▶ _Records to process_
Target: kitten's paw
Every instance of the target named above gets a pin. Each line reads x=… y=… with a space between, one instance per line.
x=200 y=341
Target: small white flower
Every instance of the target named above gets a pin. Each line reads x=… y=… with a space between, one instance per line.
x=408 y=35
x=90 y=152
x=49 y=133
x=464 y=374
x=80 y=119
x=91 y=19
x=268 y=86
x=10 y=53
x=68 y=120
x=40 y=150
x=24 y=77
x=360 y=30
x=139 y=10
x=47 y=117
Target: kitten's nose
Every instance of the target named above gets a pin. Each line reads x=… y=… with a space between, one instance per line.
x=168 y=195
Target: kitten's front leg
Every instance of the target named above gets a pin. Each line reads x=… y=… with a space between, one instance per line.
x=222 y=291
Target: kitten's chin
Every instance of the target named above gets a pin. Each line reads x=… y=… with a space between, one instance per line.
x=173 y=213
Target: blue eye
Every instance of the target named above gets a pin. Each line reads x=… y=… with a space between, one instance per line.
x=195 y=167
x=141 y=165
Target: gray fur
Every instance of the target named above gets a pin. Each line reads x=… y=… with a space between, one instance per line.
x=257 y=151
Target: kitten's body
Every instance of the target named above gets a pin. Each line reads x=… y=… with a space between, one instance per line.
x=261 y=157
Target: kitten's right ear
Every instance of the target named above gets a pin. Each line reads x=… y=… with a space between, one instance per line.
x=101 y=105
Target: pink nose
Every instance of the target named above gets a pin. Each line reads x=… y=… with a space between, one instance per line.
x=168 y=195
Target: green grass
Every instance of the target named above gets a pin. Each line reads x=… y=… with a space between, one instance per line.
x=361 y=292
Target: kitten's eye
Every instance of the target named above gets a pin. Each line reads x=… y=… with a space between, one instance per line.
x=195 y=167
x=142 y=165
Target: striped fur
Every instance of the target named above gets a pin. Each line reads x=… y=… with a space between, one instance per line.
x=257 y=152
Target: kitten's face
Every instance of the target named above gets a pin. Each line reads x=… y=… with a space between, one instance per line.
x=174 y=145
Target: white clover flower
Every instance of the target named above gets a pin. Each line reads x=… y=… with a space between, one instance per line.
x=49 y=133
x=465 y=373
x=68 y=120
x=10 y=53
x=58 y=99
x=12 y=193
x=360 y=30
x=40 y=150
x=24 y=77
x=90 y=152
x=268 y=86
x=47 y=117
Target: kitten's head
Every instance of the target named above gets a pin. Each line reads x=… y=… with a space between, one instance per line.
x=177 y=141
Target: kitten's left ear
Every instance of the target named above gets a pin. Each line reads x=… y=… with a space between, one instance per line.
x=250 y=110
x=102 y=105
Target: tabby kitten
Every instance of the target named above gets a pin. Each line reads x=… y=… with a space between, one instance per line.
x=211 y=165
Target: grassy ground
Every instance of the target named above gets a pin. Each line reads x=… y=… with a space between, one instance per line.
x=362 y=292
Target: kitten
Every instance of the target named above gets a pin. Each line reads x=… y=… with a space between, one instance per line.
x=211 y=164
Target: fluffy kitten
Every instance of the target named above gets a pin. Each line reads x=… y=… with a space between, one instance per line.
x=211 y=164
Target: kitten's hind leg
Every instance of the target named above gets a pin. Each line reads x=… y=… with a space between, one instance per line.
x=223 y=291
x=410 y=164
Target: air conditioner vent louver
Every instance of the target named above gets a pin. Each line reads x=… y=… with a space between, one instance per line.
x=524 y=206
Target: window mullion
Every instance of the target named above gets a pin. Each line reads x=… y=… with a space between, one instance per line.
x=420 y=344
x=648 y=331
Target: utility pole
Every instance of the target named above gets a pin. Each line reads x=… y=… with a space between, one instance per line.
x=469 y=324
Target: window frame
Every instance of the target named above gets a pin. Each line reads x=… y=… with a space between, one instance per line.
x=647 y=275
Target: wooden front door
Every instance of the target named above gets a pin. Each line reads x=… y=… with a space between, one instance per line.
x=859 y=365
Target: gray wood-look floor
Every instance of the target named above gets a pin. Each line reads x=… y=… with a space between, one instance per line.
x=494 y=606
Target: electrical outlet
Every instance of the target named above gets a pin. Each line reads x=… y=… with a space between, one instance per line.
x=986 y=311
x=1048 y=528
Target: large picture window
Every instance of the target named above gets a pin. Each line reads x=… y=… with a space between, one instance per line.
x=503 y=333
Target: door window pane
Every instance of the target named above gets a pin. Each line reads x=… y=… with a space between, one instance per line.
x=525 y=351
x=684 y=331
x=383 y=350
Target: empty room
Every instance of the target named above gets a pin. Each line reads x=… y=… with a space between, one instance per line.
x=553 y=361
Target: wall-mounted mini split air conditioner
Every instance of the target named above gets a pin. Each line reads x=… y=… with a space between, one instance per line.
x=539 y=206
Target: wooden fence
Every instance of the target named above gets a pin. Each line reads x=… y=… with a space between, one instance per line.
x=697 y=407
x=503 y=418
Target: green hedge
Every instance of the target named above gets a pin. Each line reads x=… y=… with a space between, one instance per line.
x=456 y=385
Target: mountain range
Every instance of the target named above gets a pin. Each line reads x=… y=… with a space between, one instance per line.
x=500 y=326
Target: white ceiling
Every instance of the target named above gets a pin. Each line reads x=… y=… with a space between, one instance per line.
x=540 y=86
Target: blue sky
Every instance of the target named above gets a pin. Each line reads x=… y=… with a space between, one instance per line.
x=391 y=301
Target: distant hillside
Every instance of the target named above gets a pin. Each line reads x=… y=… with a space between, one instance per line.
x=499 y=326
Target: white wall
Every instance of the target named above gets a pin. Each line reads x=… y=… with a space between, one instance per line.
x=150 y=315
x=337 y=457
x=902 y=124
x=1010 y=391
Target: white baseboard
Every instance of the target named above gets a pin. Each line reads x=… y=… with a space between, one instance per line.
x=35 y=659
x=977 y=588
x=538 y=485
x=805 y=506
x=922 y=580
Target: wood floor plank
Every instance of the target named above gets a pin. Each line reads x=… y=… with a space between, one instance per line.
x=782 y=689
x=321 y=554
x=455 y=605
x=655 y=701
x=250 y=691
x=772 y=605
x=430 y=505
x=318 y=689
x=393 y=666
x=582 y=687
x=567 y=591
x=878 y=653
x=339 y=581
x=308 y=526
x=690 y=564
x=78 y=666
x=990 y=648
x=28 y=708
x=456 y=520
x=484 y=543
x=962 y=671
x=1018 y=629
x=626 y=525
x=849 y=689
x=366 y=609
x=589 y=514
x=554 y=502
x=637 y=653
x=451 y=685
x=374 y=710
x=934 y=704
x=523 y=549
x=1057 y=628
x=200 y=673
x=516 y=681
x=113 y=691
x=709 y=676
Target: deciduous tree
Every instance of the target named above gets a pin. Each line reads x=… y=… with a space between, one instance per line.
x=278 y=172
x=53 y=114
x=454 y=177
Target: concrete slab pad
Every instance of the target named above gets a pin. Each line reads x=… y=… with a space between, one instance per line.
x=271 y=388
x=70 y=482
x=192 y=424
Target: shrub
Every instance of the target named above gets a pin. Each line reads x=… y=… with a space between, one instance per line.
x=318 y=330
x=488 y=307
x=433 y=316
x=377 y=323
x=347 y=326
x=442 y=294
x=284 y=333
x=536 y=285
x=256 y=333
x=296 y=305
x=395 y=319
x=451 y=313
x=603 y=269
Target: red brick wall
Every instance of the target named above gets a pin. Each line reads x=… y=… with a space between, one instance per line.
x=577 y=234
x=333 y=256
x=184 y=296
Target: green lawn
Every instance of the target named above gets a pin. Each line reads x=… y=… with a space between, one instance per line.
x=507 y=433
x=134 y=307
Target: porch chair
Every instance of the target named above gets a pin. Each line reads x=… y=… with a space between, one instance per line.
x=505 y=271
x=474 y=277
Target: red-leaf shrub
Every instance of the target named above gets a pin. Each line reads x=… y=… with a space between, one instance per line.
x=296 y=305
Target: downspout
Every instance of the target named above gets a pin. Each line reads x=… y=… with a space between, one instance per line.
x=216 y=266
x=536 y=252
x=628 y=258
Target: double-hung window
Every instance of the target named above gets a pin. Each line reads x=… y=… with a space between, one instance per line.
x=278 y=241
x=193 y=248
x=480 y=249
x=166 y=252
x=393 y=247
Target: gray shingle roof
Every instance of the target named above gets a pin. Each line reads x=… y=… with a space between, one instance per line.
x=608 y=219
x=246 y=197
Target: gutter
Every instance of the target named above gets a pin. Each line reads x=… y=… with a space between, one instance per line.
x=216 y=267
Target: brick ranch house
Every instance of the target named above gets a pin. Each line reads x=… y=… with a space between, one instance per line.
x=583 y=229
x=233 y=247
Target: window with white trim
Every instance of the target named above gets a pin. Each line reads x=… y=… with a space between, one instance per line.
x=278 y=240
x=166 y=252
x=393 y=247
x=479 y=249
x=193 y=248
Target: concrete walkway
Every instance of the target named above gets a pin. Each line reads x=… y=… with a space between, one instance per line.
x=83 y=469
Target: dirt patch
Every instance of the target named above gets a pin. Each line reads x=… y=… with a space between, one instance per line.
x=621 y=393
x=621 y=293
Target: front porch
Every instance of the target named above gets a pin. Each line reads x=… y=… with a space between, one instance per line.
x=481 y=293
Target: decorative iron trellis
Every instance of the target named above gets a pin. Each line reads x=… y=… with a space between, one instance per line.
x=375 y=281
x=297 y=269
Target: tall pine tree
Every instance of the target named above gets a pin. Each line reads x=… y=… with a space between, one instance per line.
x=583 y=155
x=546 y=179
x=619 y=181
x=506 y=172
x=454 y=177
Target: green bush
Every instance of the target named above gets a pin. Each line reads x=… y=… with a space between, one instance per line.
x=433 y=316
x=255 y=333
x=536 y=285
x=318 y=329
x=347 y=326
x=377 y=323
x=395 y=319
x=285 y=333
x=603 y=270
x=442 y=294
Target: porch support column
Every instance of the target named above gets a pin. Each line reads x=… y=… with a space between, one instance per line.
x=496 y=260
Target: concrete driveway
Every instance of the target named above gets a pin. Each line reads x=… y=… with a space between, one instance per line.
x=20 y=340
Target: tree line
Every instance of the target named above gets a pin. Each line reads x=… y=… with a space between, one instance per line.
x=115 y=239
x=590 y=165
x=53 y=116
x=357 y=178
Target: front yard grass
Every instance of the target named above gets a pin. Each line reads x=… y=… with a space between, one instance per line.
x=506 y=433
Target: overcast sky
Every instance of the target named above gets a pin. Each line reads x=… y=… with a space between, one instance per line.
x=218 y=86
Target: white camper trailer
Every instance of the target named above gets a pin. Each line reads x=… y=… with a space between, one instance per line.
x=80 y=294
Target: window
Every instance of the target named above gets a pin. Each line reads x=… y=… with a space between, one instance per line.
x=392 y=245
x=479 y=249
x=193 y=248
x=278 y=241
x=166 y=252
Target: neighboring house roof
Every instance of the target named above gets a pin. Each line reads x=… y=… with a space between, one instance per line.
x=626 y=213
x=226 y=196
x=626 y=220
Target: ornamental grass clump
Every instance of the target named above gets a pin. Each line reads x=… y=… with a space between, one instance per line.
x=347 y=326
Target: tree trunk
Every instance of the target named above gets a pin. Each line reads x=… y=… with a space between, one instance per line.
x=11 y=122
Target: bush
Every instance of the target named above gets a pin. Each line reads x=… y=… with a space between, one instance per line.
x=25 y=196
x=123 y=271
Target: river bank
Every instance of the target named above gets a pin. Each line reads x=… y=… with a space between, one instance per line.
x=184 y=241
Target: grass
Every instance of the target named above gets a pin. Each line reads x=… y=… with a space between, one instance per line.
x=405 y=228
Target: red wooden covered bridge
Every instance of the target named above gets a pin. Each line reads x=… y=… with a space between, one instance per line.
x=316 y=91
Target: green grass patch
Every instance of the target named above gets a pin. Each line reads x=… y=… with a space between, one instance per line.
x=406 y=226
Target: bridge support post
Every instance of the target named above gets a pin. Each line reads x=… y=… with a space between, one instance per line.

▶ _Required work_
Return, word for word, the lines of the records from the one containing "Target: kitten's eye" up to and including the one containing "x=174 y=145".

▶ _Solution to this task_
Target: kitten's eye
Every instance of the target named above gets a pin. Each line reads x=… y=… with a space between, one instance per line.
x=195 y=167
x=142 y=165
Target: striped fur
Every instance of the target named above gets a pin. Each line reads x=… y=… with a space between, one instance per line.
x=257 y=152
Target: kitten's face
Every instance of the target named above gets a pin. Each line reads x=… y=… with a space between, one instance per line.
x=174 y=145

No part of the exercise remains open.